In the article below about the purple Hansville A-frame cottage and garden, why doesn't a visitor notice at first that two very different design sensibilities shaped the property? Answer in one to three sentences.

▶ Provided passage
════════════════════
“It’s very purple,” one visitor commented about Glee Palmer-Davis and Dennis Johnson’s Hansville A-frame cottage and garden.
The color of the body of the house is an intense purple that leans toward violent red-violet. Called “Fabulous Grape,” the color suggests a grape candy so aggressively saturated with color that only a child would eat it. Light, sage green trim and decks soften the intensity. Johnson chose the colors.
Purple also dominates the front border with sweeps of lavender, deep purple phlox and purple-leaved varieties of barberry, ninebark and black elderberry. Palmer-Davis designed this part of the garden.
The house and garden harmonize beautifully. In fact, the major trees and shrubs threaded throughout the property weave such a unifying theme of purple accented with lime-green or gold foliage that initially one doesn’t notice two very different design sensibilities at work.
The Couple’s M.O.
Johnson and Palmer-Davis met in the early 2000s when they were both recently retired, she from the social work field, he from computer systems support. When they decided to merge their households in 2005, they moved into the small A-frame that Johnson had bought as an investment a few years earlier.
════════════════════
▶ Available data
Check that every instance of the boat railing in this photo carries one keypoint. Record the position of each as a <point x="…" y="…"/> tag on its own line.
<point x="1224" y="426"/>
════════════════════
▶ Right answer
The major trees and shrubs threaded throughout the property create a unifying theme of purple accented with lime-green or gold foliage. This ties together the house colors Johnson chose and the front border Palmer-Davis designed, so the two approaches aren't noticed at first.